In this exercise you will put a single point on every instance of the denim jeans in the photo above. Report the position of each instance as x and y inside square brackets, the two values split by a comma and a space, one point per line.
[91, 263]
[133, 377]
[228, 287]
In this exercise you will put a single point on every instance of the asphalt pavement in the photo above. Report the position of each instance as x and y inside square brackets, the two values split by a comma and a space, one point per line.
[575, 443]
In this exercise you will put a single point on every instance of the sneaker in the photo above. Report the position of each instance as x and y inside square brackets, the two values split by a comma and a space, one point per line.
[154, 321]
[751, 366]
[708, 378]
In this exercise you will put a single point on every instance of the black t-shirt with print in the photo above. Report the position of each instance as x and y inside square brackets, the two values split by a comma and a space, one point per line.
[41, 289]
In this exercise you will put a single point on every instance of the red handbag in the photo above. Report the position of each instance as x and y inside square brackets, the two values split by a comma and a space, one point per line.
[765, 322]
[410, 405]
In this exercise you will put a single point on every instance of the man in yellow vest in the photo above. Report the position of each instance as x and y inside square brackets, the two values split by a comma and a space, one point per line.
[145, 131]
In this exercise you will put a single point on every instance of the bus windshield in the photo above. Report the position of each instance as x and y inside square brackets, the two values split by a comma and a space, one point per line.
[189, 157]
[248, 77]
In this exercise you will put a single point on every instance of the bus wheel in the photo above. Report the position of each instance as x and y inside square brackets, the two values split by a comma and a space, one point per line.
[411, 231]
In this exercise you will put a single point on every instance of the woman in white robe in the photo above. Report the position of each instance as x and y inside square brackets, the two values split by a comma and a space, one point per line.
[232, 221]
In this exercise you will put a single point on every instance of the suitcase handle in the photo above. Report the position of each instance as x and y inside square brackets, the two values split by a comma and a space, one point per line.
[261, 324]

▬▬▬▬▬▬

| Exercise task |
Reproduce every one of the lines above verbatim, keeping their original order and wording.

| Written response |
In this exercise you will put a single point on every instance of the denim jeans in the photo above. Report the position of each instance as x and y inside square brackets, the two values split by a comma and a space, one point per line.
[91, 263]
[133, 377]
[228, 287]
In this exercise you will put a single point on every instance of the asphalt pavement in the photo above. Report the position of each instance as x and y inside square brackets, the two values split by a comma and a space, one point per line.
[575, 443]
In this exercise you will put a single point on every instance of the sneaker in the photo above. Report the position of each instance as x and y inside square brackets, the two values split by a comma and a space, one point per line.
[154, 321]
[751, 366]
[708, 378]
In this exercise you will put a single point on every instance of the black t-shirt with print in the photo above. Report the position of each instance as x and y inside square brackets, the two values split by a comma and a space, one point per line.
[41, 289]
In this exercise you will put a single point on every instance of the red handbag in the photo above. Report the position of each instance as x and y inside square brackets, the two values split by a comma and a space, one point per line.
[765, 322]
[410, 405]
In this exercise you will put a single point on every instance of the man in yellow vest in the photo above. Report the position of each instance as x and y inside square brackets, the two values split by a comma and a space, one point per line.
[145, 131]
In this exercise you will put a single point on every instance of the bus windshield in the photo above. Report the position of each instance as x and y inside square brackets, the two values split by a comma and a space, one point per line.
[189, 157]
[248, 77]
In this exercise you will put a single point on every instance of the bus wheel in the photo above. Report the position of each instance as x and y inside square brackets, the two values split by a comma and a space, one point per line.
[411, 231]
In this exercise you will put a single point on every instance of the woman in white robe in the photo above. Report the position of each instance as x and y inside square brackets, the two values split by a comma and a space, one point per line.
[232, 221]
In this exercise you will put a single point on every instance of the suitcase handle in the photo above. Report the position of each instance as x and y inside square brackets, the two values split by a comma and a space, one point per line.
[261, 324]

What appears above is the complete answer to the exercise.